Extracted data entries

────────

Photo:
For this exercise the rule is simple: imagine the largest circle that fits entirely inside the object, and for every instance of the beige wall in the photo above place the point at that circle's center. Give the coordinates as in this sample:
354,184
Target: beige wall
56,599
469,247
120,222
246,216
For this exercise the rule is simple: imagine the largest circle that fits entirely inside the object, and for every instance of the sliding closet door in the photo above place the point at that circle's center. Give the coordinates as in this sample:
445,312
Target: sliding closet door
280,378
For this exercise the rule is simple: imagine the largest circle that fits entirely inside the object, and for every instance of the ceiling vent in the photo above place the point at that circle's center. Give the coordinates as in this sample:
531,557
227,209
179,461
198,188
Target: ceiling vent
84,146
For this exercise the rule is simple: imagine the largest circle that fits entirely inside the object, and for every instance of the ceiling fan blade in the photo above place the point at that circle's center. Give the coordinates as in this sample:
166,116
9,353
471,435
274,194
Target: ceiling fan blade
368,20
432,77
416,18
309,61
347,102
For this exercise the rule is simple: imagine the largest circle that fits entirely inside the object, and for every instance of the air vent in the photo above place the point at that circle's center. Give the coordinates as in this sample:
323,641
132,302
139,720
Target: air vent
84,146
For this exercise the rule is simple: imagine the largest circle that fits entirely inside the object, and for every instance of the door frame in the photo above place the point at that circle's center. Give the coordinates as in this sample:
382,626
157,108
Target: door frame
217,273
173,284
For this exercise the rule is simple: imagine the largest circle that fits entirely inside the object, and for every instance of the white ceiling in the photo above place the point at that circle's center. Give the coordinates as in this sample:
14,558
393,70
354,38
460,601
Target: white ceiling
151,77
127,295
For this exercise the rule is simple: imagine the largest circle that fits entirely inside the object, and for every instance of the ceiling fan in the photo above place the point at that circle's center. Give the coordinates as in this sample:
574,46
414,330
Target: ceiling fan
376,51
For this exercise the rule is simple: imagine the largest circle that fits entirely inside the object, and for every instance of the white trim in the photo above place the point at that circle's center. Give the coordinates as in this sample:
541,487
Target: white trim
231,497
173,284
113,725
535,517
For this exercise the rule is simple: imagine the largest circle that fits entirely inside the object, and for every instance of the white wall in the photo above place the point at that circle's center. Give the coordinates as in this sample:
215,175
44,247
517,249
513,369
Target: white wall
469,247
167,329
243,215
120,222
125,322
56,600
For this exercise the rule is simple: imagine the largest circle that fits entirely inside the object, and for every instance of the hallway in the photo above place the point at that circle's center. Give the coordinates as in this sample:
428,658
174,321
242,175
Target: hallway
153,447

────────

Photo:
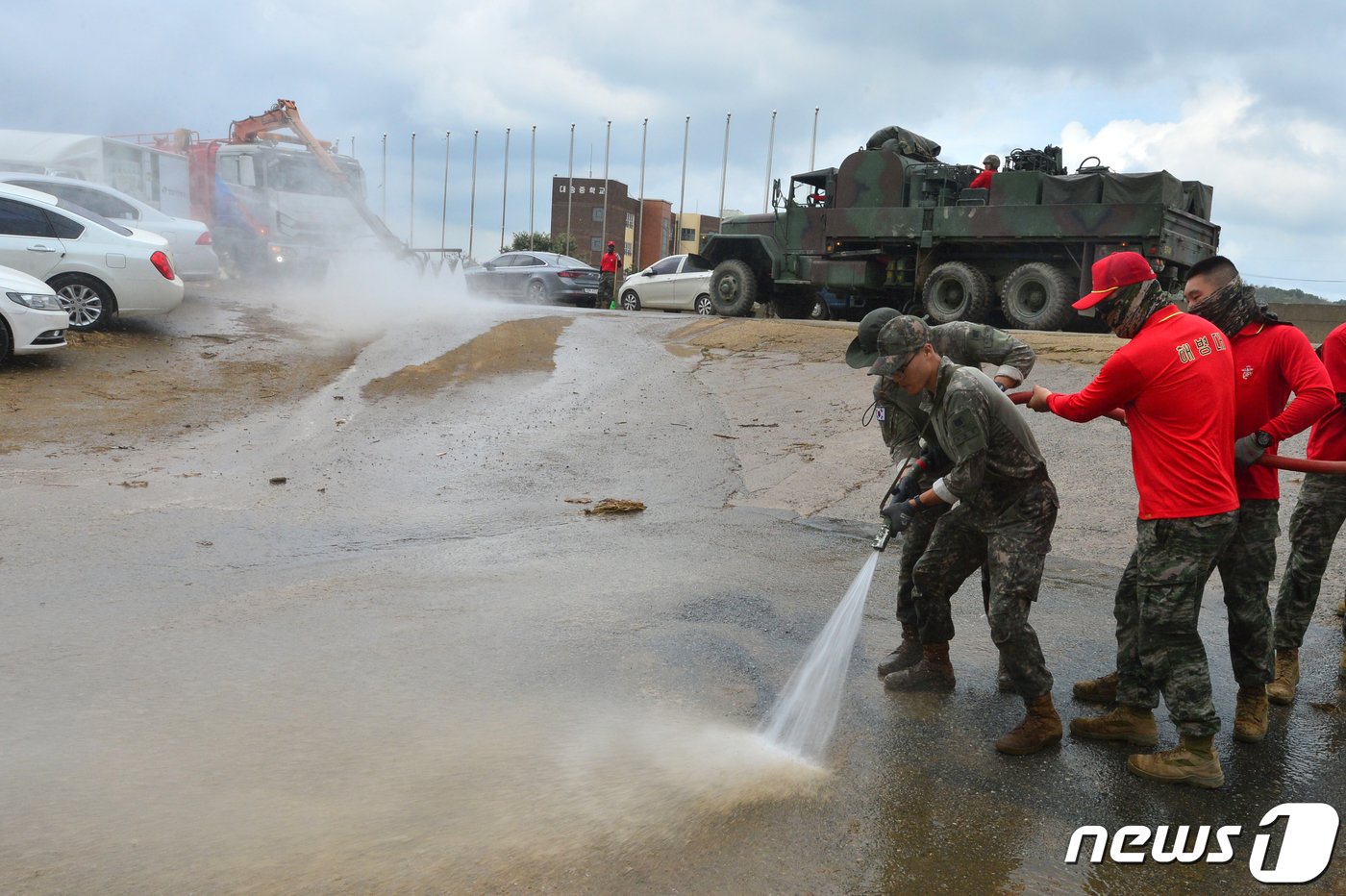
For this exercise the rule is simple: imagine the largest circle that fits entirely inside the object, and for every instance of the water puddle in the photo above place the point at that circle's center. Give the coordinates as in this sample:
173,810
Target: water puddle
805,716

────────

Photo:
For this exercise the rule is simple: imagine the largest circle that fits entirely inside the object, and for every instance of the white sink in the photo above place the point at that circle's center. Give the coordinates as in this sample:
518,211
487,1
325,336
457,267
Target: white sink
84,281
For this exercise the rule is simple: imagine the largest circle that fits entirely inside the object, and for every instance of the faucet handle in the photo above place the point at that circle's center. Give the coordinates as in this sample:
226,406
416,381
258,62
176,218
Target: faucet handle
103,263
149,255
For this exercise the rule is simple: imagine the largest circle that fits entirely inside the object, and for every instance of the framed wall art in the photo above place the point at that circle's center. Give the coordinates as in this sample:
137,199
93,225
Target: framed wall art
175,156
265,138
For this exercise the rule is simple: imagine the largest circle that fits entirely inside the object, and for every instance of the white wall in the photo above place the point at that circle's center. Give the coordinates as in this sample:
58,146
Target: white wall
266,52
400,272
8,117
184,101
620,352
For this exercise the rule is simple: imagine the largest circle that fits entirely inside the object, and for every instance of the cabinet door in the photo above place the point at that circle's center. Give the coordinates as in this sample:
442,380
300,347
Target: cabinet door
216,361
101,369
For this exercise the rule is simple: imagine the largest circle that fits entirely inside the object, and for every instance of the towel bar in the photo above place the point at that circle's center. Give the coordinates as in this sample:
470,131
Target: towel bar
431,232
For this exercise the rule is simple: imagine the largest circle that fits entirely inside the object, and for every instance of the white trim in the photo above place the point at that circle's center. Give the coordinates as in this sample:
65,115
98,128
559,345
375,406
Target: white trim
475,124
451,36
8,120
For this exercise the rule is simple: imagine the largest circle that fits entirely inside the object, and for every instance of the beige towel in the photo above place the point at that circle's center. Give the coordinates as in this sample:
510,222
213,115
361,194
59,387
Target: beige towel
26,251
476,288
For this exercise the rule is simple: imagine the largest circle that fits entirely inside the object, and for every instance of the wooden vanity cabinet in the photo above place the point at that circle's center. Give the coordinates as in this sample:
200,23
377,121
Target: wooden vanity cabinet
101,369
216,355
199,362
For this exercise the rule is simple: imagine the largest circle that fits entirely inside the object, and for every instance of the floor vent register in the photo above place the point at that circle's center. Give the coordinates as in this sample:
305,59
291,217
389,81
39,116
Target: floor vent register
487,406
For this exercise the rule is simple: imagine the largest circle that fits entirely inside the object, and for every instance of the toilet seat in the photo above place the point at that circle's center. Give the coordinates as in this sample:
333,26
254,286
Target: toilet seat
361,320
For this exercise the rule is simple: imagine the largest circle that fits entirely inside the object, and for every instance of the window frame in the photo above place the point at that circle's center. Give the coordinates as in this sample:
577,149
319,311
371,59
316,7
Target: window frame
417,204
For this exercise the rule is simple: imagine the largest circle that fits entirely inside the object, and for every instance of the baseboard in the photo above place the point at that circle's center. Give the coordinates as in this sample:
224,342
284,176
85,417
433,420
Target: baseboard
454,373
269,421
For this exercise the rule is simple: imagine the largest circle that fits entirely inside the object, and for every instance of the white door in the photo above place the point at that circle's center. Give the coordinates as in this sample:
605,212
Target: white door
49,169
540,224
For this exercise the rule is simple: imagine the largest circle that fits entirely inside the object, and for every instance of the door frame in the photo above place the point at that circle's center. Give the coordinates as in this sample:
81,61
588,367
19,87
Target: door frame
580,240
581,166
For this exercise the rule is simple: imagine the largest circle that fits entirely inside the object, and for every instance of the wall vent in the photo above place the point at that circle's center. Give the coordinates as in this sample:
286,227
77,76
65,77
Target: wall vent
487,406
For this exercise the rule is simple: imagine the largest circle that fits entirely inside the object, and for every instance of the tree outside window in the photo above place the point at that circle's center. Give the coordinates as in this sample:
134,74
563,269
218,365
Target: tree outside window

────────

### Exercise goal
Where does the word "outside" occur in the records? Return every line that holds it.

### Task solution
For this exercise the rule is simple: imagine the largest circle that fits entirely inside the object, and for every instance of the tree outside window in the photo above place the point at that circle's center. Give the coordinates as in this sample:
Target: tree outside window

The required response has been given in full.